Task directions – Return every line of the listing below so that it matches the original exactly.

╭─ Records provided

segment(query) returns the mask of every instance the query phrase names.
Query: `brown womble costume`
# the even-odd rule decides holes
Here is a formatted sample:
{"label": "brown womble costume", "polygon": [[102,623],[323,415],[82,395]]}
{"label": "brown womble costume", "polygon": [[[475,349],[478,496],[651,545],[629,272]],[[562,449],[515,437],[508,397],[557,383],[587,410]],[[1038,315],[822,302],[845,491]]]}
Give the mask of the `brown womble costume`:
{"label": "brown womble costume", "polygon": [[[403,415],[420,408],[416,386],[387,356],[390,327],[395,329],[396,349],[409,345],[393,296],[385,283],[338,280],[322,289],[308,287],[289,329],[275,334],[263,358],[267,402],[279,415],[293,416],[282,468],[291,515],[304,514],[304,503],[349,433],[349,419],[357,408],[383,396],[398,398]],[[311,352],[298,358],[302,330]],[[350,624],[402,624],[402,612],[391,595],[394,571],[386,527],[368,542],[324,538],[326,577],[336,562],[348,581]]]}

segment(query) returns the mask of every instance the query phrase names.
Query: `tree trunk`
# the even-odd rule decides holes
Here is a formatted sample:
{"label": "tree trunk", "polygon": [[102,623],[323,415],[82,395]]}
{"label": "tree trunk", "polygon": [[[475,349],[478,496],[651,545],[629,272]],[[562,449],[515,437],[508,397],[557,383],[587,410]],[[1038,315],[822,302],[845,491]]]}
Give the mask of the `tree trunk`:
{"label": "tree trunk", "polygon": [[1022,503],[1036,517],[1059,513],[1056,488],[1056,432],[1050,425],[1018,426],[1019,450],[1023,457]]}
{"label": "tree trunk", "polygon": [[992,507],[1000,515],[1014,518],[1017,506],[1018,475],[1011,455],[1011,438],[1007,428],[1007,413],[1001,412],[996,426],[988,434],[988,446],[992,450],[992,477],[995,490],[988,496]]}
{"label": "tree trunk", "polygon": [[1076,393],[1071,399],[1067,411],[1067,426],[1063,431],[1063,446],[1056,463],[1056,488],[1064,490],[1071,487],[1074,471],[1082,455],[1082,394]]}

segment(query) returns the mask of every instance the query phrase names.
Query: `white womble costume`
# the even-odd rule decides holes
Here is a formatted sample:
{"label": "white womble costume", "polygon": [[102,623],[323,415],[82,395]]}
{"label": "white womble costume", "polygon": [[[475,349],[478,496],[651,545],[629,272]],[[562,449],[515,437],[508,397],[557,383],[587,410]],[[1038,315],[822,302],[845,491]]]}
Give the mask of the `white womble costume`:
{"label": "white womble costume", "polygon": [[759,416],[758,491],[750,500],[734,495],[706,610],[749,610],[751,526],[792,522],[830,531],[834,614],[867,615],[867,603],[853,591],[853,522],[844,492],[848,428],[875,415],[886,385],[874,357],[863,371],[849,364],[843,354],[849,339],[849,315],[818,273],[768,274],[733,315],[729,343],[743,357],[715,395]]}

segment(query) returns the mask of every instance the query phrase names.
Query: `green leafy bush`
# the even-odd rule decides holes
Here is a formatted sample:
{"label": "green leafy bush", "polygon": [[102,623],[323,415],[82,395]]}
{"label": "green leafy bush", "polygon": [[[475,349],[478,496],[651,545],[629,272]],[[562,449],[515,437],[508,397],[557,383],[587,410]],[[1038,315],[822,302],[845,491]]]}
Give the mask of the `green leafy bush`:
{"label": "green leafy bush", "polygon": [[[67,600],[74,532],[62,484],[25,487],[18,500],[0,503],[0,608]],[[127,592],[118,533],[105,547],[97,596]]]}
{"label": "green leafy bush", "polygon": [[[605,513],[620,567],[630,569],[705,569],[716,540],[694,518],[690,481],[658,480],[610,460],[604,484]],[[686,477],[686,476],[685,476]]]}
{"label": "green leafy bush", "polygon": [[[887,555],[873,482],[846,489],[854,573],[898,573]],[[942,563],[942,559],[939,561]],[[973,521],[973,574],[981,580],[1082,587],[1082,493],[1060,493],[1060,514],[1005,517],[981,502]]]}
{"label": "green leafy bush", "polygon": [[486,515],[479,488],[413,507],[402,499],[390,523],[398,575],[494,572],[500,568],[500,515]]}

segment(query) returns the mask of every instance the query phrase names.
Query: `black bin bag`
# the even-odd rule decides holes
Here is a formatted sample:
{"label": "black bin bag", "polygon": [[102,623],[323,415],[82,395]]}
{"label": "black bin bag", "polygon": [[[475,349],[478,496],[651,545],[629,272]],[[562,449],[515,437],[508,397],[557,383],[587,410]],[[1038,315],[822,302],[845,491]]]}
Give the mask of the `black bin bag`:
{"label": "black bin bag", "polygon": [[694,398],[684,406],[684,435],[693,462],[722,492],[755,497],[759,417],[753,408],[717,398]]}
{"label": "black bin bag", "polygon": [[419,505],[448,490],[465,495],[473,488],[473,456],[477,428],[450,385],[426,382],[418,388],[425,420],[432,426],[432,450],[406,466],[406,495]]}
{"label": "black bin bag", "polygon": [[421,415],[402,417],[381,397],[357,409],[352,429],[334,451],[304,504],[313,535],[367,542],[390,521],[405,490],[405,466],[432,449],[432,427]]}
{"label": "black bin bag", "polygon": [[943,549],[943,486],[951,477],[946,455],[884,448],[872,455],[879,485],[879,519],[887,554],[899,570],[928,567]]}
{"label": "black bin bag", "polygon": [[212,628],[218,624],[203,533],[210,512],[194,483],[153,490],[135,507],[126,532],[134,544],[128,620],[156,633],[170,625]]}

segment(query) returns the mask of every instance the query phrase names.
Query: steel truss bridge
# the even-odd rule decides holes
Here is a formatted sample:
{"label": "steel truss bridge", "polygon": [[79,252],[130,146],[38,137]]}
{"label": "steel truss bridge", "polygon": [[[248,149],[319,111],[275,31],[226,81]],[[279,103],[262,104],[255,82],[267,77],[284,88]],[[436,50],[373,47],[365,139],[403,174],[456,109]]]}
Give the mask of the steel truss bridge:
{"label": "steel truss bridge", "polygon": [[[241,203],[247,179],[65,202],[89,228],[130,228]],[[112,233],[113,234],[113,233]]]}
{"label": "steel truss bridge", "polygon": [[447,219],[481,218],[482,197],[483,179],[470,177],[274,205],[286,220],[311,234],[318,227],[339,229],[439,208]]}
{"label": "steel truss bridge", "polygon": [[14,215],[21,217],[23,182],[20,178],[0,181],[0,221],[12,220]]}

╰─

Answer to this problem –
segment(query) returns the mask of every instance the query phrase names.
Query: `brown womble costume`
# the even-odd rule decides holes
Here is a formatted sample:
{"label": "brown womble costume", "polygon": [[102,623],[323,415],[82,395]]}
{"label": "brown womble costume", "polygon": [[[475,349],[478,496],[651,545],[629,272]],[[562,449],[515,437],[508,397],[557,383],[587,410]],[[1038,315],[822,302],[845,491]]]}
Give the mask of the `brown womble costume`:
{"label": "brown womble costume", "polygon": [[[403,415],[420,408],[416,386],[387,356],[390,327],[395,329],[396,349],[409,345],[393,296],[385,283],[338,280],[322,289],[308,287],[289,329],[275,334],[263,358],[267,402],[279,415],[293,416],[282,468],[291,515],[304,514],[304,503],[349,433],[349,419],[357,408],[383,396],[398,398]],[[311,352],[298,358],[302,330]],[[350,624],[402,624],[402,612],[391,595],[394,571],[386,527],[368,542],[324,538],[326,577],[336,562],[348,581]]]}

segment(query) returns the mask of every instance the query phrase names.
Query: `tree trunk`
# the even-odd rule decides holes
Here is a formatted sample:
{"label": "tree trunk", "polygon": [[102,623],[323,415],[82,395]]}
{"label": "tree trunk", "polygon": [[[475,349],[478,496],[651,545],[629,272]],[[562,449],[515,437],[508,397],[557,383],[587,410]],[[1038,315],[822,302],[845,491]]]}
Give the mask of the `tree trunk`:
{"label": "tree trunk", "polygon": [[1022,503],[1036,517],[1059,513],[1056,488],[1056,432],[1050,425],[1018,426],[1019,450],[1023,457]]}
{"label": "tree trunk", "polygon": [[992,507],[1000,515],[1014,518],[1017,506],[1018,475],[1011,455],[1011,438],[1007,428],[1007,413],[1001,412],[996,426],[988,434],[988,446],[992,450],[992,477],[995,490],[988,496]]}
{"label": "tree trunk", "polygon": [[1076,393],[1071,399],[1067,411],[1067,426],[1063,431],[1063,446],[1056,463],[1056,488],[1064,490],[1071,487],[1074,471],[1082,455],[1082,394]]}

segment(query) returns the mask of every instance the query phrase names.
Query: `white womble costume`
# the even-odd rule decides holes
Here is a formatted sample:
{"label": "white womble costume", "polygon": [[102,623],[323,415],[82,395]]}
{"label": "white womble costume", "polygon": [[[475,349],[478,496],[651,545],[629,272]],[[562,449],[515,437],[508,397],[557,383],[587,410]],[[1038,315],[822,302],[845,491]]]}
Give the mask of the `white womble costume`:
{"label": "white womble costume", "polygon": [[759,416],[758,491],[750,500],[734,495],[706,610],[749,610],[751,526],[792,522],[830,531],[834,614],[867,615],[867,603],[853,591],[853,522],[844,492],[848,428],[875,415],[886,385],[874,357],[863,371],[849,364],[843,354],[849,339],[849,315],[818,273],[768,274],[733,315],[729,343],[743,357],[715,395]]}

segment(query) returns the mask of every instance the query phrase names.
Query: `green leafy bush`
# the even-odd rule decides holes
Here is a formatted sample:
{"label": "green leafy bush", "polygon": [[102,623],[323,415],[82,395]]}
{"label": "green leafy bush", "polygon": [[[475,349],[478,496],[651,545],[629,272]],[[562,449],[515,437],[508,397],[557,383],[587,410]],[[1038,315],[822,302],[845,491]]]}
Give the mask of the `green leafy bush`:
{"label": "green leafy bush", "polygon": [[[67,600],[74,532],[62,484],[25,487],[18,500],[0,503],[0,608]],[[127,592],[118,533],[105,547],[97,596]]]}
{"label": "green leafy bush", "polygon": [[[605,513],[620,567],[630,569],[705,569],[716,540],[694,518],[690,481],[658,480],[610,460],[604,484]],[[686,477],[686,476],[685,476]]]}
{"label": "green leafy bush", "polygon": [[[887,555],[873,482],[846,489],[854,573],[898,573]],[[942,563],[942,559],[939,561]],[[973,521],[973,574],[981,580],[1082,587],[1082,493],[1060,493],[1060,514],[1005,517],[981,502]]]}
{"label": "green leafy bush", "polygon": [[486,515],[479,488],[413,507],[402,499],[390,523],[398,575],[494,572],[500,568],[500,515]]}

segment(query) returns the mask of every instance the query phrase names.
Query: `black bin bag`
# the even-odd rule decides holes
Here is a formatted sample:
{"label": "black bin bag", "polygon": [[102,623],[323,415],[82,395]]}
{"label": "black bin bag", "polygon": [[[475,349],[478,496],[651,545],[629,272]],[[562,449],[515,437],[508,397],[557,383],[587,410]],[[1038,315],[822,302],[845,491]]]}
Give the mask of the `black bin bag`:
{"label": "black bin bag", "polygon": [[694,398],[684,406],[684,435],[693,462],[722,492],[755,497],[759,417],[753,408],[717,398]]}
{"label": "black bin bag", "polygon": [[419,505],[448,490],[465,495],[473,488],[473,456],[477,428],[450,385],[426,382],[418,388],[425,420],[432,426],[432,450],[406,466],[406,495]]}
{"label": "black bin bag", "polygon": [[421,415],[402,417],[381,397],[357,409],[352,429],[334,451],[304,504],[313,535],[367,542],[390,521],[405,490],[405,466],[432,449],[432,427]]}
{"label": "black bin bag", "polygon": [[943,549],[943,486],[951,477],[946,455],[884,448],[872,455],[879,485],[879,519],[887,554],[899,570],[928,567]]}
{"label": "black bin bag", "polygon": [[212,628],[218,624],[203,533],[210,512],[194,483],[153,490],[135,507],[126,532],[134,544],[128,620],[156,633],[170,625]]}

segment(query) returns the mask of every instance the query phrase names.
Query: steel truss bridge
# the even-odd rule decides holes
Here is a formatted sample:
{"label": "steel truss bridge", "polygon": [[79,252],[130,146],[38,137]]}
{"label": "steel truss bridge", "polygon": [[[248,149],[319,111],[275,31],[226,81]],[[279,103],[262,104],[255,82],[267,77],[284,88]],[[436,50],[373,47],[365,139],[403,174],[456,109]]]}
Give the mask of the steel truss bridge:
{"label": "steel truss bridge", "polygon": [[[241,203],[247,179],[65,202],[89,228],[130,228]],[[112,233],[113,234],[113,233]]]}
{"label": "steel truss bridge", "polygon": [[447,219],[481,218],[482,197],[483,179],[470,177],[274,205],[286,220],[311,234],[318,227],[339,229],[439,208]]}
{"label": "steel truss bridge", "polygon": [[14,215],[21,217],[23,182],[20,178],[0,181],[0,221],[12,220]]}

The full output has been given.